YOUR TASK ▸
Each line of the data below between the one containing "Target: shoulder" and the one containing "Thank you for the photo. Could you please annotate the leafy", both included, is to be repeated exactly. Please omit pictures.

(Entries taken from a collection)

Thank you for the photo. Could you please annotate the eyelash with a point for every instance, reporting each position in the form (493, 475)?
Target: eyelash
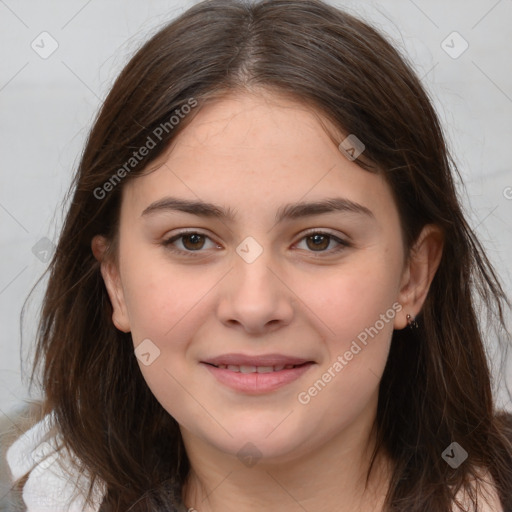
(343, 244)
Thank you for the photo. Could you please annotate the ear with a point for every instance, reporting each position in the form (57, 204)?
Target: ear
(112, 280)
(419, 272)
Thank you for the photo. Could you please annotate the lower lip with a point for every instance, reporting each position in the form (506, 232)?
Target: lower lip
(257, 383)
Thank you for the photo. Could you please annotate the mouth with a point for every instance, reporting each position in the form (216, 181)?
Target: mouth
(256, 375)
(257, 369)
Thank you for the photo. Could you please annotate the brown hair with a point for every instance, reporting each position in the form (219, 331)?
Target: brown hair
(436, 386)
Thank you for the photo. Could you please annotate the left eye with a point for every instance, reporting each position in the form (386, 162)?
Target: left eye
(320, 241)
(193, 242)
(190, 241)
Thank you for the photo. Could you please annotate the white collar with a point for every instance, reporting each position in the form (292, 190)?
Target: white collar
(54, 484)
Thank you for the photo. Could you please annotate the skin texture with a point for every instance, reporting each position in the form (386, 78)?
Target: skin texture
(253, 153)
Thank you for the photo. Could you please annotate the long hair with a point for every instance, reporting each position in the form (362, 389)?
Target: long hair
(436, 387)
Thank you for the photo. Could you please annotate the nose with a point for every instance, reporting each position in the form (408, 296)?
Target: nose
(256, 296)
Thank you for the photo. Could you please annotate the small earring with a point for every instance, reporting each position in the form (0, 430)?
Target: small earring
(413, 324)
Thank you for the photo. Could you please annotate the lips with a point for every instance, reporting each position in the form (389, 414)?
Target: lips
(257, 375)
(262, 361)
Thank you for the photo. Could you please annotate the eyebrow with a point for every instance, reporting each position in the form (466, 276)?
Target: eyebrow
(289, 211)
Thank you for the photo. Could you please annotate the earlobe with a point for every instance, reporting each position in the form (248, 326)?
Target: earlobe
(112, 280)
(419, 272)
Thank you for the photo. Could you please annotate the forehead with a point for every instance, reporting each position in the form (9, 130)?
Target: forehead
(249, 150)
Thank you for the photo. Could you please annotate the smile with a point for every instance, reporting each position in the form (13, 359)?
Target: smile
(256, 369)
(256, 380)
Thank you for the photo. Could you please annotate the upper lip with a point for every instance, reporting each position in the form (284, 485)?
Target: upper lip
(262, 360)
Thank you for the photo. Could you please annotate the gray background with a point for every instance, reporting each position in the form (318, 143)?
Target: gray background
(47, 106)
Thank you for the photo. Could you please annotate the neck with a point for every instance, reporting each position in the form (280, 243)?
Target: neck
(332, 477)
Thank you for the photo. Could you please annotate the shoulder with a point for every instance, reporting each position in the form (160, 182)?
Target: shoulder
(486, 495)
(52, 480)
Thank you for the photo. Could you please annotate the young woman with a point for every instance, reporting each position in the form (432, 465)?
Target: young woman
(265, 293)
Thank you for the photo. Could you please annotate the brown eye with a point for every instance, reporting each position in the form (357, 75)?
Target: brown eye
(193, 241)
(189, 243)
(318, 241)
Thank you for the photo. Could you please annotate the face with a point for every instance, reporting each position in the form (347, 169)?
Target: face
(259, 280)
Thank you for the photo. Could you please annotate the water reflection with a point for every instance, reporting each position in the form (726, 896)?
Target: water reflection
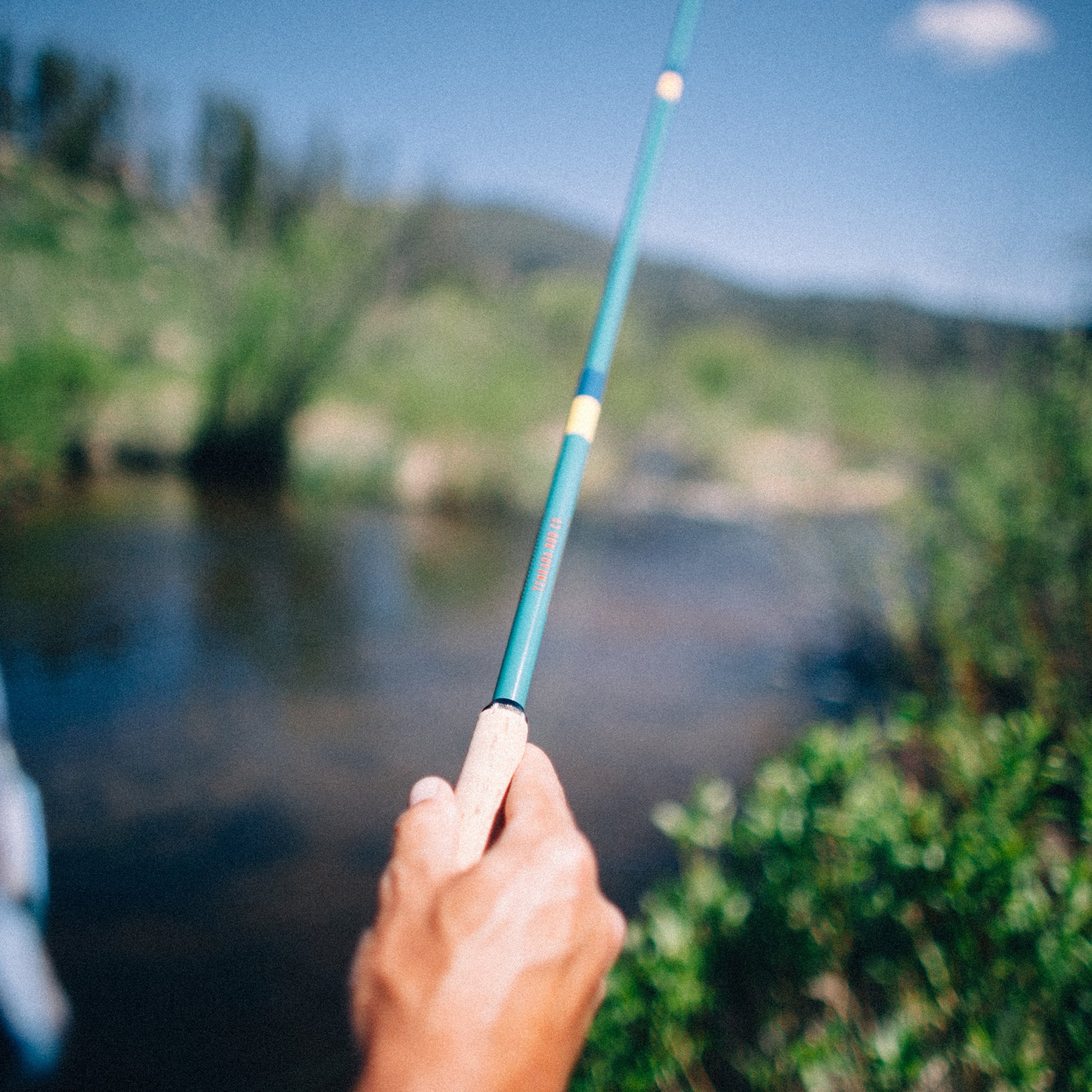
(225, 707)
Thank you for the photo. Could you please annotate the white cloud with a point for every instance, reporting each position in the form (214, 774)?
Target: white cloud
(975, 33)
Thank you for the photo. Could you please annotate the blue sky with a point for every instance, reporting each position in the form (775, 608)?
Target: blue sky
(939, 151)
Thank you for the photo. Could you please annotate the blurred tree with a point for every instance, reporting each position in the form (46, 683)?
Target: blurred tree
(230, 163)
(294, 310)
(77, 118)
(294, 191)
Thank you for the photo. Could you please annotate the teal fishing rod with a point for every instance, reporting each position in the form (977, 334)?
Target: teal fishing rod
(501, 734)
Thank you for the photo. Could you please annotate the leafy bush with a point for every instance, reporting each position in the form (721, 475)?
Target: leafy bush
(46, 389)
(1006, 542)
(907, 906)
(892, 908)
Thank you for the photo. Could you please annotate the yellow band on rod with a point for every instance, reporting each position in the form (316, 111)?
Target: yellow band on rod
(584, 416)
(669, 86)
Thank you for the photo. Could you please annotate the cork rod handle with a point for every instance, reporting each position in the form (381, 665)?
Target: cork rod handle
(496, 748)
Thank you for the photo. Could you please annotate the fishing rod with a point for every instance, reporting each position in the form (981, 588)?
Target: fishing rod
(501, 734)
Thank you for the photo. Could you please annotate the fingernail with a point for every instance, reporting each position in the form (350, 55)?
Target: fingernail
(425, 790)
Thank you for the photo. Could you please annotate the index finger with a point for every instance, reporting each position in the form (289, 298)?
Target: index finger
(535, 796)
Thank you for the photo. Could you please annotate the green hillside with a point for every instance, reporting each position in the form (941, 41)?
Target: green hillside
(425, 353)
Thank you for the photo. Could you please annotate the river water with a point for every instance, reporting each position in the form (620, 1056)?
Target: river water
(225, 706)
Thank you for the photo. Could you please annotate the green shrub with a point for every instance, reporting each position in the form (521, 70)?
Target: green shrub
(46, 390)
(1006, 543)
(892, 908)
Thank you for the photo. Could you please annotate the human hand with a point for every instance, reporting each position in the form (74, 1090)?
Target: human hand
(486, 980)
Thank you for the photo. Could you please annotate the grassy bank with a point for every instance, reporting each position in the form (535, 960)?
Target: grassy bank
(907, 905)
(389, 360)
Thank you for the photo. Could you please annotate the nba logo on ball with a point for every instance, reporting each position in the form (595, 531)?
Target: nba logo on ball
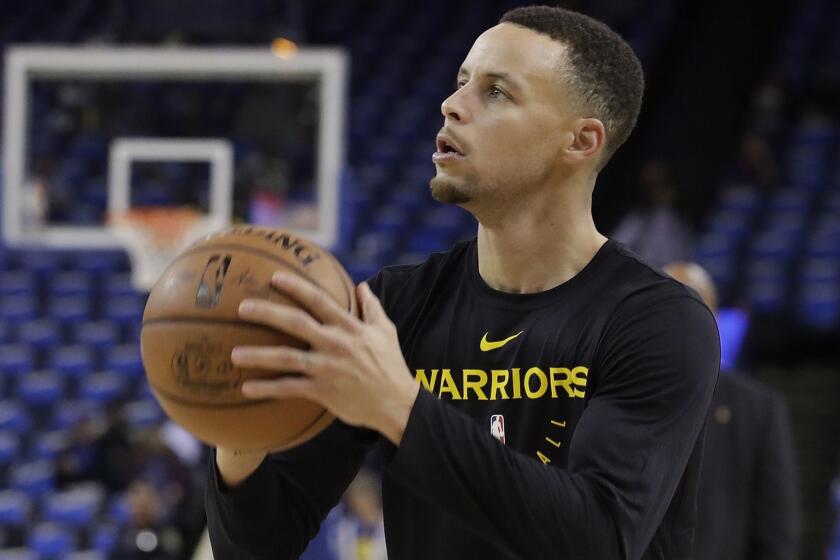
(497, 427)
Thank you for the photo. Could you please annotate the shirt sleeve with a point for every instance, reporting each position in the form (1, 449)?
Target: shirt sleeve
(274, 513)
(656, 372)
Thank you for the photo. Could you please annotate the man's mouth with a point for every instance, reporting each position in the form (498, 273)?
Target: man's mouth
(447, 149)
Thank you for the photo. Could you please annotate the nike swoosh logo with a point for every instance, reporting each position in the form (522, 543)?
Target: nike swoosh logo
(487, 345)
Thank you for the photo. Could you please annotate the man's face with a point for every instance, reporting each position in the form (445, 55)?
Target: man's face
(508, 120)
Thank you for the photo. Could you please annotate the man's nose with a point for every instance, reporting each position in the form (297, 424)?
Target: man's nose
(454, 107)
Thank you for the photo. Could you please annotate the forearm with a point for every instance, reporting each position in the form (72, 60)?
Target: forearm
(275, 512)
(248, 521)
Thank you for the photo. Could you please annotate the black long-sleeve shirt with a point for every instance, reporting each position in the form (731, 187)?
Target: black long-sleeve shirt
(560, 424)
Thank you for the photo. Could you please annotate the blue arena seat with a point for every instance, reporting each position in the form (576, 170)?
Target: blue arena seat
(51, 541)
(39, 333)
(41, 388)
(72, 283)
(98, 334)
(88, 555)
(103, 387)
(15, 509)
(77, 507)
(773, 245)
(43, 264)
(16, 283)
(125, 359)
(819, 305)
(71, 361)
(119, 285)
(143, 413)
(15, 359)
(119, 510)
(70, 311)
(14, 417)
(18, 309)
(9, 447)
(104, 538)
(68, 413)
(48, 445)
(18, 554)
(35, 478)
(125, 310)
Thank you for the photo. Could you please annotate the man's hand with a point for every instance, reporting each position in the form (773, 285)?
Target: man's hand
(354, 368)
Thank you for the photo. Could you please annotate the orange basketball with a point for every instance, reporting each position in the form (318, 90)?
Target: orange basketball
(191, 324)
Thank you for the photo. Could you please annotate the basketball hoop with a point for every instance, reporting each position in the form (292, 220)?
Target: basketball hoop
(153, 236)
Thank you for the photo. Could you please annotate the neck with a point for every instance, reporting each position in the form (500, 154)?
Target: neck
(541, 241)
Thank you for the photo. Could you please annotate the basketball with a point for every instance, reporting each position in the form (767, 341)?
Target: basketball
(191, 324)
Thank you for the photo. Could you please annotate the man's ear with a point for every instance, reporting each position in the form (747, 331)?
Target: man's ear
(588, 141)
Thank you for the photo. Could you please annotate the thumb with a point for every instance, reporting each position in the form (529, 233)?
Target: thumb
(372, 312)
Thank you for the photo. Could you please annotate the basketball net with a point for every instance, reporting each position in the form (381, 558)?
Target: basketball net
(153, 236)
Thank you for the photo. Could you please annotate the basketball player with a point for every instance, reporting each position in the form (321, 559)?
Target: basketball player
(601, 367)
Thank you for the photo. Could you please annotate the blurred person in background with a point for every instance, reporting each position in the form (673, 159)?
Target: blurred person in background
(151, 534)
(359, 533)
(656, 231)
(598, 440)
(748, 505)
(98, 450)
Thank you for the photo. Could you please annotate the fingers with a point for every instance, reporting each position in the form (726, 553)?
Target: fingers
(292, 321)
(315, 300)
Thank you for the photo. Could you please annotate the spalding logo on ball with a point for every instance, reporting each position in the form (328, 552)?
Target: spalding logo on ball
(191, 324)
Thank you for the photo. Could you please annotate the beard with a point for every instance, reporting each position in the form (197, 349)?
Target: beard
(448, 192)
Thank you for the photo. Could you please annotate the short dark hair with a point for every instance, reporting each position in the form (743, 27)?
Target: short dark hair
(601, 67)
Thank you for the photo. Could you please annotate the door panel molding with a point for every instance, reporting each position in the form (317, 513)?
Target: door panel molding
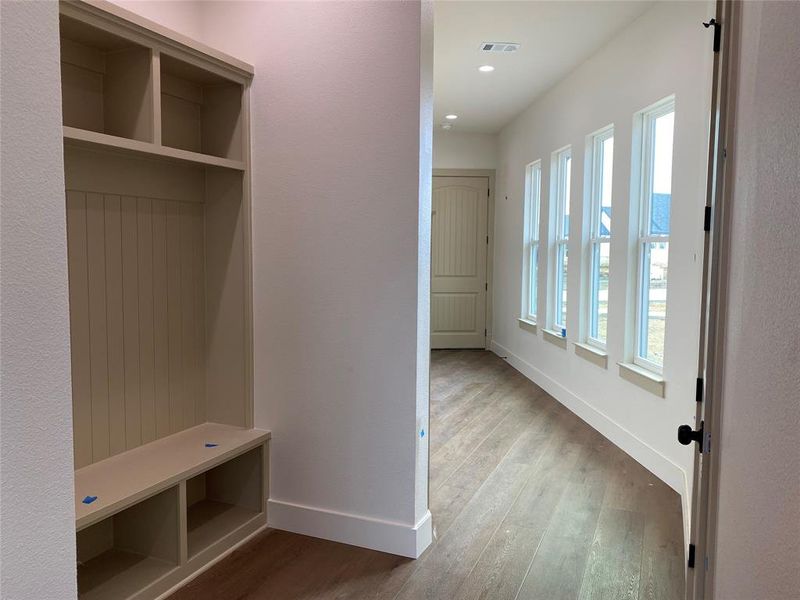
(450, 336)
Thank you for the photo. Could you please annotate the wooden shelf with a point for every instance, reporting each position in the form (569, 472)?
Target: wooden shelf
(101, 141)
(208, 521)
(119, 574)
(127, 478)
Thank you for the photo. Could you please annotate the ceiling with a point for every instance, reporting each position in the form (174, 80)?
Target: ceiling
(555, 37)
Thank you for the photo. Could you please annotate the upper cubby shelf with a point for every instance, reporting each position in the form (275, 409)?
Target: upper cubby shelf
(131, 85)
(106, 82)
(110, 143)
(200, 110)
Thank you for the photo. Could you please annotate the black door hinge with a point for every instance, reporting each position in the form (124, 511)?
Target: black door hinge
(717, 32)
(687, 435)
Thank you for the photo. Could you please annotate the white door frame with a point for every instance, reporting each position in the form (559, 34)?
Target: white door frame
(700, 578)
(484, 174)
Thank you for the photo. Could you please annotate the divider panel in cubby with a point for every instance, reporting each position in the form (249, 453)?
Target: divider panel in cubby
(200, 110)
(223, 499)
(131, 550)
(106, 82)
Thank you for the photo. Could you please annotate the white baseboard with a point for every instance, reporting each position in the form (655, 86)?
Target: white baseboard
(366, 532)
(650, 458)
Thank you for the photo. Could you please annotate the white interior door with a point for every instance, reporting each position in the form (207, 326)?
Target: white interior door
(458, 262)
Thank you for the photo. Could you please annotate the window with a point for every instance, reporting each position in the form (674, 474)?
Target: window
(602, 161)
(654, 227)
(533, 193)
(560, 215)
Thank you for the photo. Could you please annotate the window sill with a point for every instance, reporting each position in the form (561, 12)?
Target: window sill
(555, 338)
(647, 380)
(592, 354)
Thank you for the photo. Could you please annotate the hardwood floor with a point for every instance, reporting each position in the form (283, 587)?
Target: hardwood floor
(528, 502)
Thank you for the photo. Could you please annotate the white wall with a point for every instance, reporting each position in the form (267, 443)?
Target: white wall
(182, 16)
(758, 528)
(664, 52)
(341, 209)
(37, 522)
(456, 150)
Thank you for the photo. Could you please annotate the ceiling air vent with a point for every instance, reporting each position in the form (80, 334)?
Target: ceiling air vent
(504, 47)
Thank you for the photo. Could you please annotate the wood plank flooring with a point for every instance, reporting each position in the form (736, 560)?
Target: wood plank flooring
(528, 502)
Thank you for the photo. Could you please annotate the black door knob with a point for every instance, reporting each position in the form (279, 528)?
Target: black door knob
(687, 435)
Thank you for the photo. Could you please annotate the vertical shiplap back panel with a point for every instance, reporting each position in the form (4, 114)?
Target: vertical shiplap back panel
(137, 301)
(98, 325)
(79, 327)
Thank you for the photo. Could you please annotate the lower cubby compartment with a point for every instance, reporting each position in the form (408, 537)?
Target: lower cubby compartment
(223, 499)
(124, 554)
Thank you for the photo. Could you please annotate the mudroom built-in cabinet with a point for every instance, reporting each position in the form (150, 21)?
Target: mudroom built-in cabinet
(170, 473)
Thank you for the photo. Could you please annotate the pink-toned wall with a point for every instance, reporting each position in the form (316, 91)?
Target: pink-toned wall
(341, 145)
(758, 529)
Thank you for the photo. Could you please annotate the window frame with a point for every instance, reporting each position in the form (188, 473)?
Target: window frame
(531, 241)
(648, 119)
(597, 159)
(560, 200)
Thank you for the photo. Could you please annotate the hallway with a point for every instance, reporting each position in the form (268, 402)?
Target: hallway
(528, 502)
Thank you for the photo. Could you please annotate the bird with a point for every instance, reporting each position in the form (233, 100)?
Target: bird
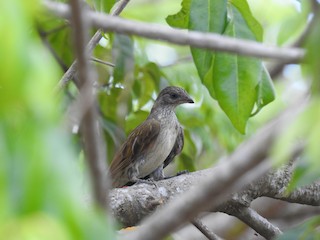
(152, 145)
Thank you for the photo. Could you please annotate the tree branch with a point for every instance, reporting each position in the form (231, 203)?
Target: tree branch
(205, 230)
(210, 188)
(70, 73)
(181, 37)
(93, 143)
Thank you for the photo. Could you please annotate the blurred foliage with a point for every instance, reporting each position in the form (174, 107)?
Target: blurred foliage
(41, 170)
(40, 183)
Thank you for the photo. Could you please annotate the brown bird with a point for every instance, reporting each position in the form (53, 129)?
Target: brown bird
(153, 144)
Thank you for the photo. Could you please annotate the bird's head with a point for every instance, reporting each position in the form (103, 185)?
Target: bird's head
(171, 97)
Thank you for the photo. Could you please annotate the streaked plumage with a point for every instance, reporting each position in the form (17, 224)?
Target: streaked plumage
(153, 144)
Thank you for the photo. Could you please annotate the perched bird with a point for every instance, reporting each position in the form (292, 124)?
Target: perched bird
(153, 144)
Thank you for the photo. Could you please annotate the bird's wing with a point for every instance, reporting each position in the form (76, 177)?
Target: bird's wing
(177, 148)
(140, 138)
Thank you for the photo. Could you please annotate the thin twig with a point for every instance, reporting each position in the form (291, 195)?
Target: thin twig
(209, 41)
(94, 146)
(277, 69)
(43, 36)
(211, 192)
(205, 230)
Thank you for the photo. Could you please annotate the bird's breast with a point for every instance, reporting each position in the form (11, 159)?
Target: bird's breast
(161, 148)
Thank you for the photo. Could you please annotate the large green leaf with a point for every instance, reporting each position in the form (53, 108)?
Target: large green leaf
(122, 54)
(236, 82)
(180, 19)
(206, 16)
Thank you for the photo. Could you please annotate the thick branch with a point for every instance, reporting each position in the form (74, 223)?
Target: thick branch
(196, 39)
(309, 195)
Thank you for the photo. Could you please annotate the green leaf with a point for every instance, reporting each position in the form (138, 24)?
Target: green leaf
(265, 90)
(206, 16)
(180, 19)
(236, 82)
(234, 78)
(101, 5)
(305, 231)
(253, 25)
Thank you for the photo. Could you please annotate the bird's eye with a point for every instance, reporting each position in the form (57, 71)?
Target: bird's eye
(174, 95)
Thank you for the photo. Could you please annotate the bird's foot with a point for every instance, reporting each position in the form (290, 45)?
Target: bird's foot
(178, 174)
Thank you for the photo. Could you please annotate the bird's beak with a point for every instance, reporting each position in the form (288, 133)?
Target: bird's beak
(189, 100)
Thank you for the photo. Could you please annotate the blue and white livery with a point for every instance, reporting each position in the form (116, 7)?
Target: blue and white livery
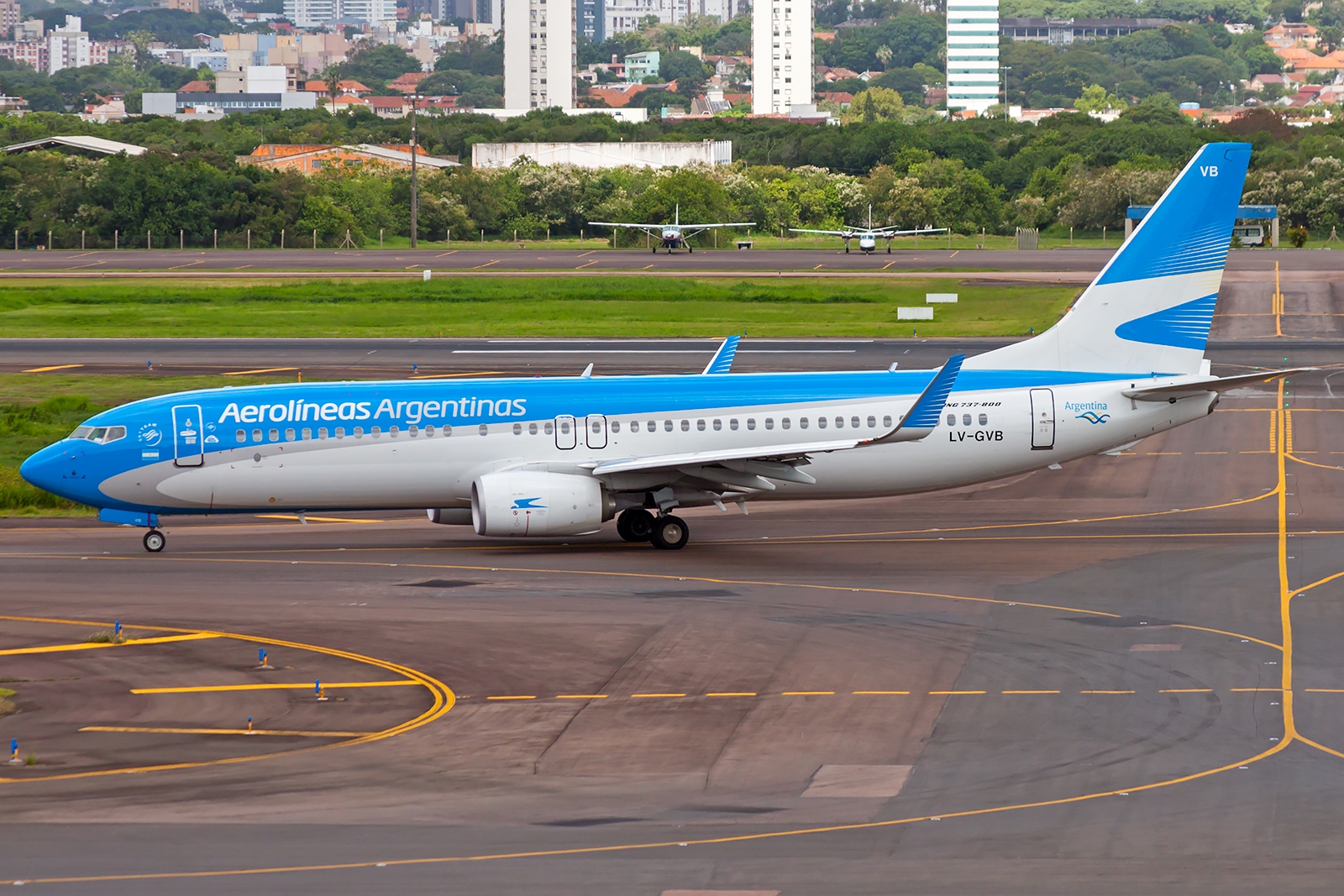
(562, 456)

ANSWER AREA ▸
Target: shoulder
(486, 495)
(52, 480)
Thank you for the photo. Could you please annotate the young woman with a point for every instance, reporting each position in the form (432, 465)?
Target: young woman
(265, 293)
Thank you for the photo. Could you please annotate the brown eye with a point for every instance, reporting each position in the form (357, 75)?
Target: brown eye
(193, 241)
(189, 243)
(318, 241)
Thank you for the photo. Could you please annotate the face with a point for every instance, reporting each position in the form (347, 169)?
Target: face
(259, 280)
Thank you for the photo. Could you please annotate the water reflection with a point for every instance, reporting each position in the form (726, 896)?
Target: water reflection
(225, 707)
Thank you for the photo. Could you please annotate the white cloud with a point for every instance, reporting each position in the form (214, 774)?
Target: white cloud
(975, 33)
Thank you for the photo. Could you please annotate the blue sky with a point for every instance, reporting each position in the form (775, 608)?
Target: blue sky
(939, 151)
Thank you for the photo. Could you please annotate the blurred tree with a point for every instance, reporting each position in the form (46, 683)?
Target: blurred tree
(230, 163)
(294, 310)
(77, 118)
(294, 191)
Thank you for the photo. Could you please annotate the teal fishing rod with a point for every instance, reporting each position in the form (977, 334)?
Target: teal fishing rod
(501, 734)
Thank you for the photo. Could you please annotate the leafy bush with a point for every instance, reporting each position in the form (721, 475)?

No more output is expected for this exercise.